▶ TASK ITEM:
Extract, from the records beneath this instruction, each line that contains the word "door".

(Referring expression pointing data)
::::::
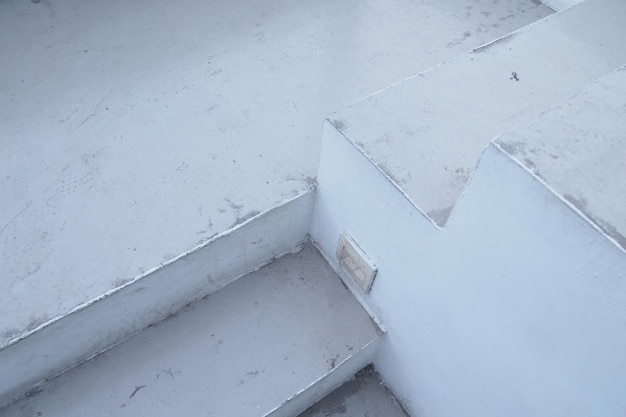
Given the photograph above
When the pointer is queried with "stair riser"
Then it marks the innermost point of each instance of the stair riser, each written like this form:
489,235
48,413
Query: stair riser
97,326
325,385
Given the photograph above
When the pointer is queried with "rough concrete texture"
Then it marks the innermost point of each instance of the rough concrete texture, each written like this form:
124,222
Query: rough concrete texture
577,148
427,134
240,352
133,132
364,396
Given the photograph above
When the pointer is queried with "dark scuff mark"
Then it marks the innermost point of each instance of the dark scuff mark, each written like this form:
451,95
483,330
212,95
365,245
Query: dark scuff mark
582,205
34,392
36,322
10,333
440,217
137,389
487,47
338,123
245,218
513,148
392,177
530,164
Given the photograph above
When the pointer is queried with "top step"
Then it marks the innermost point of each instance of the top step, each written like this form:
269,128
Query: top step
427,133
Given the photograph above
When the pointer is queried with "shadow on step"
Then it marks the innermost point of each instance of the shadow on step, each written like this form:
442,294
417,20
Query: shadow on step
364,395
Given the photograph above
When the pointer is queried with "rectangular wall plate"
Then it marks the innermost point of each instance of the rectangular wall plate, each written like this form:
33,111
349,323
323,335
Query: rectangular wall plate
355,262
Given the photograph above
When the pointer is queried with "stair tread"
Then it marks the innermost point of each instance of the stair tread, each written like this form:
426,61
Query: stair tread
364,395
240,352
427,133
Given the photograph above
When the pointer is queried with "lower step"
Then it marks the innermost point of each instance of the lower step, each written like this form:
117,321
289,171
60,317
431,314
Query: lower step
364,395
271,343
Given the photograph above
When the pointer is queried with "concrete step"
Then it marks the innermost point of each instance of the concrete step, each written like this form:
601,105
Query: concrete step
271,343
364,395
427,133
135,134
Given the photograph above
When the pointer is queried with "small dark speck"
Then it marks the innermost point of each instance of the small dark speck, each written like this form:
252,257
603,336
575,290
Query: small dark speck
34,392
137,388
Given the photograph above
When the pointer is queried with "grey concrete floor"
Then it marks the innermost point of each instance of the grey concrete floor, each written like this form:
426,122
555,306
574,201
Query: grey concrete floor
133,132
240,352
364,396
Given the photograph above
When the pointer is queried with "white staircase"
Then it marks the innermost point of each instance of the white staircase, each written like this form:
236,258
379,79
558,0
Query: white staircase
475,240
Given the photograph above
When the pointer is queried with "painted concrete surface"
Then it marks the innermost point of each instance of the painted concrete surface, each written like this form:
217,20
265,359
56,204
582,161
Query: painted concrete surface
365,395
516,307
240,352
118,315
559,5
132,133
577,148
428,132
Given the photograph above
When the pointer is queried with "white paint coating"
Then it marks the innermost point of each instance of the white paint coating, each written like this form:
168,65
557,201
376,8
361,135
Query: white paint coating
578,148
296,315
428,132
98,325
559,5
133,132
516,308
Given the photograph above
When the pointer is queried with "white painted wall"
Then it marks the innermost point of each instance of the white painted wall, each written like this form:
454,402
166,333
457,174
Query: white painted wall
516,308
97,326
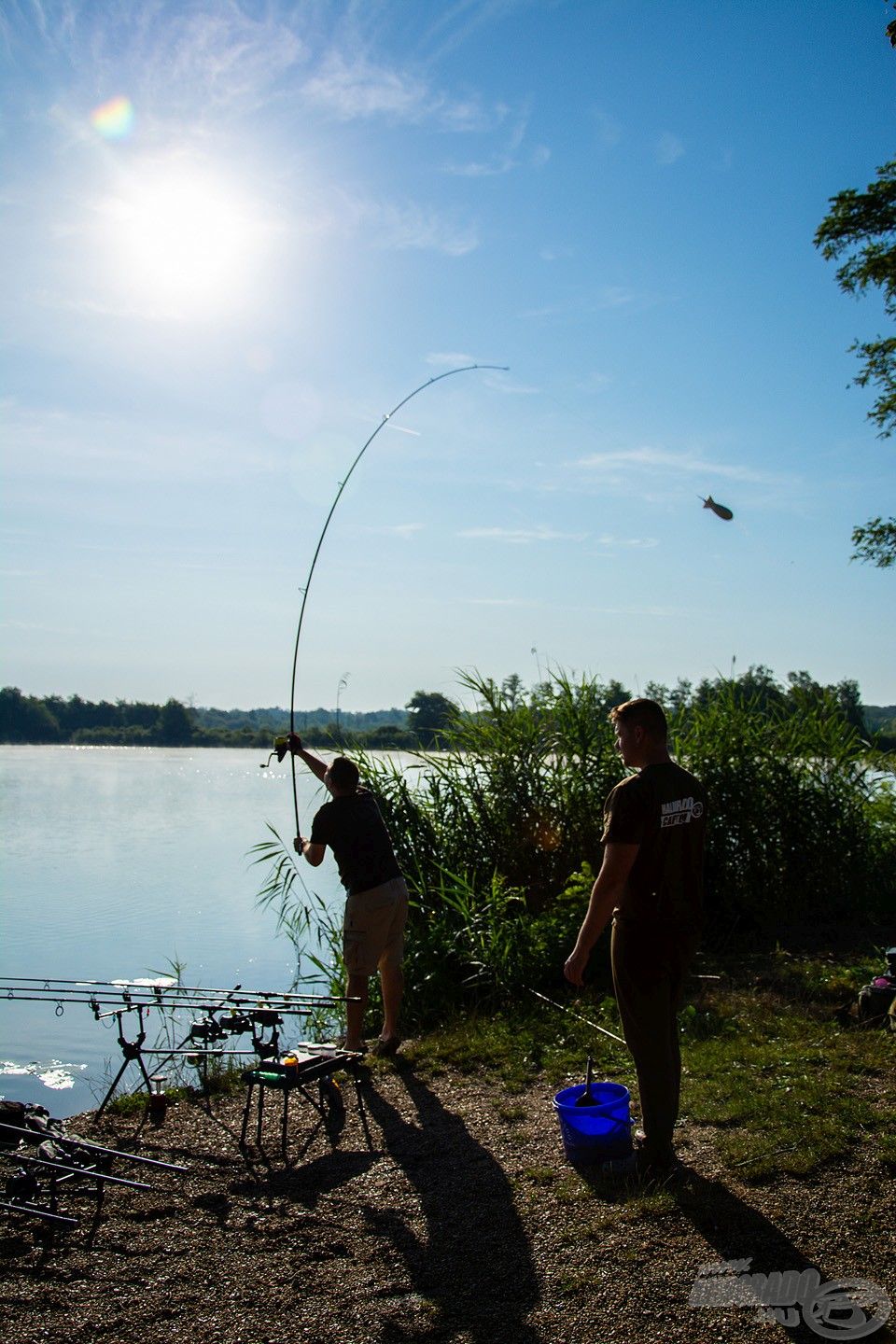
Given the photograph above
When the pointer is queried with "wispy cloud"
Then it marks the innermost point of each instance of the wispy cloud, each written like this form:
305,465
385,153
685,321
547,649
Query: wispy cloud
359,88
504,161
352,88
611,296
390,225
669,149
675,463
520,535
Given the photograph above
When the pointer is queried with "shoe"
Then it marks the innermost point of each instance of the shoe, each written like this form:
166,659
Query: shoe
385,1047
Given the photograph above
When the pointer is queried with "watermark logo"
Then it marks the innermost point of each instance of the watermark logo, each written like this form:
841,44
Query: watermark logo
840,1309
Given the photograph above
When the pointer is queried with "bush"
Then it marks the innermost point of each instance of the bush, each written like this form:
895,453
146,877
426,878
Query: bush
500,836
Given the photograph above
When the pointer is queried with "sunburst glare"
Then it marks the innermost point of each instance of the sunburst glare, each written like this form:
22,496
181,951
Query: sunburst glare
183,242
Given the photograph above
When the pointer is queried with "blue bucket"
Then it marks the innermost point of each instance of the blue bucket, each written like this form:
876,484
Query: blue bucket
598,1133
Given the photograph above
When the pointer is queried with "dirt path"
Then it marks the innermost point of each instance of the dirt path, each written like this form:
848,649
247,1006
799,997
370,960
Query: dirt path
462,1222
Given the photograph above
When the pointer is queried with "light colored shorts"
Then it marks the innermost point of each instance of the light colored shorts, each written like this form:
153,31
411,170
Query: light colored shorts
373,928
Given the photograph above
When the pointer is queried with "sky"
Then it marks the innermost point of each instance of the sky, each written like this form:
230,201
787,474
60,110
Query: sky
238,234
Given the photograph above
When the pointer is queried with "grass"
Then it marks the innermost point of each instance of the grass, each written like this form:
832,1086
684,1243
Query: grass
771,1071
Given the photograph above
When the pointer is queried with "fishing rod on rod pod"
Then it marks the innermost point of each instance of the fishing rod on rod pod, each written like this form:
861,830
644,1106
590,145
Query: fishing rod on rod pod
281,744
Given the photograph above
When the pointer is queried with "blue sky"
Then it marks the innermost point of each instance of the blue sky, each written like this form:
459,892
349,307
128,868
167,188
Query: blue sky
297,213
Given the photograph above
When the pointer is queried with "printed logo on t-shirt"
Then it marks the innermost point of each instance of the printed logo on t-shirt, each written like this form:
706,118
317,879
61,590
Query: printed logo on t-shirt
679,812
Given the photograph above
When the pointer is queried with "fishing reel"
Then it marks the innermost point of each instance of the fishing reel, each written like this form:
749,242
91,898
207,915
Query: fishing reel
23,1185
237,1023
207,1029
281,749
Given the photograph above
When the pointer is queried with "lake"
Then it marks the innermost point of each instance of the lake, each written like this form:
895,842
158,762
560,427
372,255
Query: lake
117,861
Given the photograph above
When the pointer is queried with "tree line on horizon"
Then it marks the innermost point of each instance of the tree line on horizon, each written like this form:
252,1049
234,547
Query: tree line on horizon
428,721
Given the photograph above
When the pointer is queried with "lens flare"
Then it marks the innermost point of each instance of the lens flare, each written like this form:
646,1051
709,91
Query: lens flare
115,119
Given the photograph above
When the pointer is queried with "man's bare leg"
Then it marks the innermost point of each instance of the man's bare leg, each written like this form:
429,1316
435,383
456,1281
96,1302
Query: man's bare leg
392,987
357,988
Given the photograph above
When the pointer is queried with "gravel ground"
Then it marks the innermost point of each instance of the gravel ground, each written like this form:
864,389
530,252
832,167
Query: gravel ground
459,1221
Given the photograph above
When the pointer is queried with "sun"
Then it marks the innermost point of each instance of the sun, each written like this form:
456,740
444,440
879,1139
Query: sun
183,241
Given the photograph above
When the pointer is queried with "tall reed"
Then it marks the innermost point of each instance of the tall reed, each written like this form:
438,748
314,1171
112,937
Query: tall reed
500,836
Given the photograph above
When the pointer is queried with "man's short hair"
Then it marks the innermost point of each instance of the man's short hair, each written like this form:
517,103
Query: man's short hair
344,773
642,714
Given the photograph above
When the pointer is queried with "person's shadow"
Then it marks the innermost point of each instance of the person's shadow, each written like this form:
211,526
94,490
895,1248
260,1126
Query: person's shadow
740,1234
473,1265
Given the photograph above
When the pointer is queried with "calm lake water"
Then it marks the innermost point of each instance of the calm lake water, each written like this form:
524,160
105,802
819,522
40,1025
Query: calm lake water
117,861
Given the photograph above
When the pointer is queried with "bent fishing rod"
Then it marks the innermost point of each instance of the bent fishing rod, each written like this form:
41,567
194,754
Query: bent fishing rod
450,372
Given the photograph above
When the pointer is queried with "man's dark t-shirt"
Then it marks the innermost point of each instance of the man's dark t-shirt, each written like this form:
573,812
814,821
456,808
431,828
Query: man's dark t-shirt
357,833
664,811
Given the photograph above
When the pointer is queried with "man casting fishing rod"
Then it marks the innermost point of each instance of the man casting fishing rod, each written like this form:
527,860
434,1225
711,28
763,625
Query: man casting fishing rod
376,895
651,883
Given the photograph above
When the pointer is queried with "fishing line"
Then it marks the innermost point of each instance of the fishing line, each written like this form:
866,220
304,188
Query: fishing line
569,1011
438,378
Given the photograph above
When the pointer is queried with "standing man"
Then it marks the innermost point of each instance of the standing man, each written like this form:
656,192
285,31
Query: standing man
376,895
651,882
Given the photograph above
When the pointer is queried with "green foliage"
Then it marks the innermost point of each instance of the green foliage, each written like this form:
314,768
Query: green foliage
430,717
861,229
500,836
875,542
24,718
801,827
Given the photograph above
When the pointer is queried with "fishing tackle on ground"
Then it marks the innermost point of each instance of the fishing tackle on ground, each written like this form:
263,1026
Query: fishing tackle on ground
719,510
450,372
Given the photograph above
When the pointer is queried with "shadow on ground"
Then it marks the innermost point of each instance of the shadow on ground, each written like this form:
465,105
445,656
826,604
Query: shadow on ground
473,1262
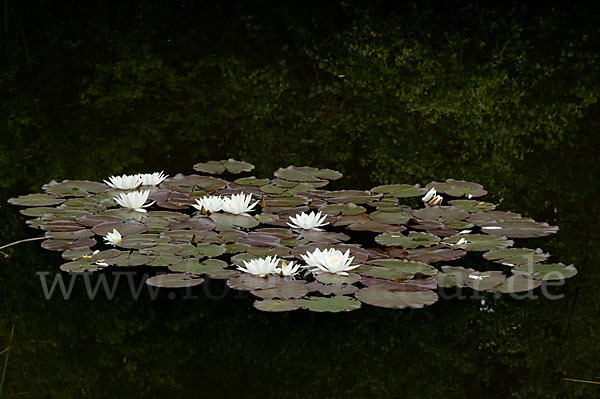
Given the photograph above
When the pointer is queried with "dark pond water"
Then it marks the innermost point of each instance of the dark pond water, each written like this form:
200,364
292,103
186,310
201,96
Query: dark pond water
145,96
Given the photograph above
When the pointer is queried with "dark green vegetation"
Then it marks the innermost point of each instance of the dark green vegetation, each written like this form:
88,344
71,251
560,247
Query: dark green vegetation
505,97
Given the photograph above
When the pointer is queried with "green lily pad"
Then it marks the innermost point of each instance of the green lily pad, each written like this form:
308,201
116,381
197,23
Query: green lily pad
458,188
165,259
390,217
406,268
441,214
202,250
176,280
76,188
211,167
236,167
543,271
130,259
412,240
225,221
400,190
524,228
332,304
516,256
36,200
478,242
252,181
473,205
518,283
284,291
338,289
342,209
306,173
330,278
276,305
351,196
396,299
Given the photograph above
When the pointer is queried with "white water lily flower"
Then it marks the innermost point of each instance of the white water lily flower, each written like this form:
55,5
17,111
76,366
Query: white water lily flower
152,179
238,204
261,266
287,269
308,221
134,200
329,261
436,200
430,194
210,203
124,182
113,238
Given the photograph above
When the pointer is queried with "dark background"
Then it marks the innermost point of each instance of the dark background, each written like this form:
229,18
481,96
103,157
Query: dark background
386,92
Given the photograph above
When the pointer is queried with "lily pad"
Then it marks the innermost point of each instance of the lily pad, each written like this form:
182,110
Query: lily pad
226,221
473,205
306,173
516,256
390,217
329,304
36,200
400,190
276,305
412,240
518,283
252,181
396,299
176,280
524,228
478,242
284,291
441,214
130,259
543,271
330,278
342,209
458,188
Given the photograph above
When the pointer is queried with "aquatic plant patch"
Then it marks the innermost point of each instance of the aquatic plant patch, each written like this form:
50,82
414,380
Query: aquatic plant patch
288,241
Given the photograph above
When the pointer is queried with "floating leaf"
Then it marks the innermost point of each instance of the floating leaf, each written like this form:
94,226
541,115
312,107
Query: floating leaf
287,290
330,278
212,167
398,269
478,242
338,289
329,304
518,283
130,259
342,209
390,217
458,188
225,221
396,299
516,256
524,228
441,214
400,190
306,173
36,200
412,240
276,305
176,280
550,271
252,181
473,205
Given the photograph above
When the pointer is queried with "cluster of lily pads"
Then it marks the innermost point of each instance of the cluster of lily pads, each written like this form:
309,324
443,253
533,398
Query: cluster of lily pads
288,241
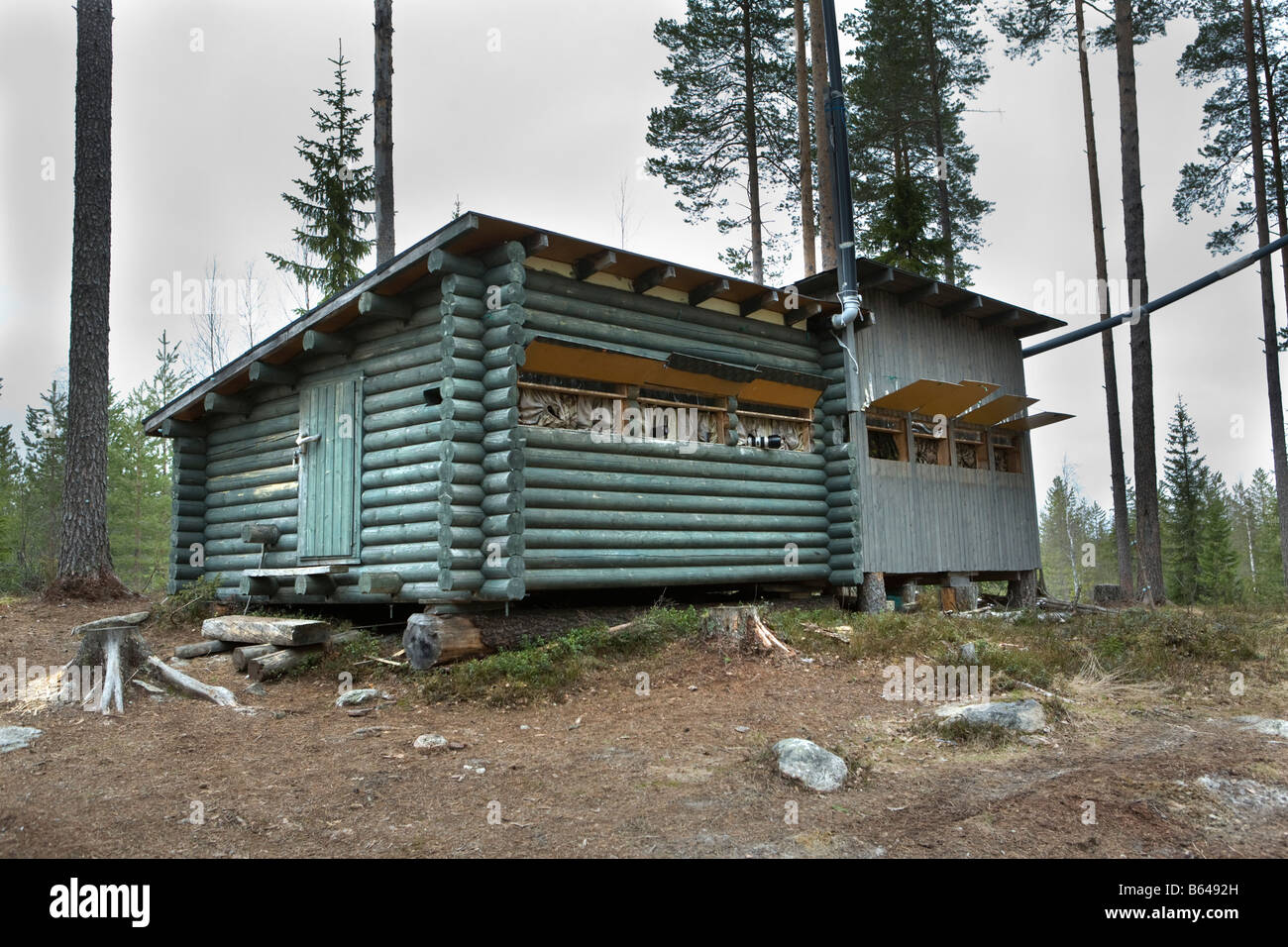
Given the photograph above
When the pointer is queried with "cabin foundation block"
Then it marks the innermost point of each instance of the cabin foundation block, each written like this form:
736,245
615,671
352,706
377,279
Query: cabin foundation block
872,591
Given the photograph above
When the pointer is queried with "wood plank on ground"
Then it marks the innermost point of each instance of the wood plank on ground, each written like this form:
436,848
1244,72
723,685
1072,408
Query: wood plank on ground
246,629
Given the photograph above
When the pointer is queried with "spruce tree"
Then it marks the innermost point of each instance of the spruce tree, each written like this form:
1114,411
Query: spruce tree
1219,564
730,124
1181,506
330,201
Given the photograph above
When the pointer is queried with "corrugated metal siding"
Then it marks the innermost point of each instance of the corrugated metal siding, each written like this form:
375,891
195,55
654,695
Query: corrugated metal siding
923,518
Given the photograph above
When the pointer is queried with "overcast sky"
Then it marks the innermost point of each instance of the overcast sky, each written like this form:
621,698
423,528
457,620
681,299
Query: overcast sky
535,110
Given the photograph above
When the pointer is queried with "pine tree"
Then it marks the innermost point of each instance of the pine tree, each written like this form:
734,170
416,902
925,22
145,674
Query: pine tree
1031,25
1265,543
330,201
730,123
84,554
11,482
917,64
1181,506
140,475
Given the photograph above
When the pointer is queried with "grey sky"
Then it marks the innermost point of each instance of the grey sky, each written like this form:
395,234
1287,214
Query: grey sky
535,110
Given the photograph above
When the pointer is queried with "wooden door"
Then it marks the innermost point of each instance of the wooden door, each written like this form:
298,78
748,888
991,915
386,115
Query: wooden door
::::::
▶ TASK OUTPUT:
When the pointer is queried with "wooden door"
Then it marks the innermost point of each instance of the wooden door, each written like this form:
Query: wooden door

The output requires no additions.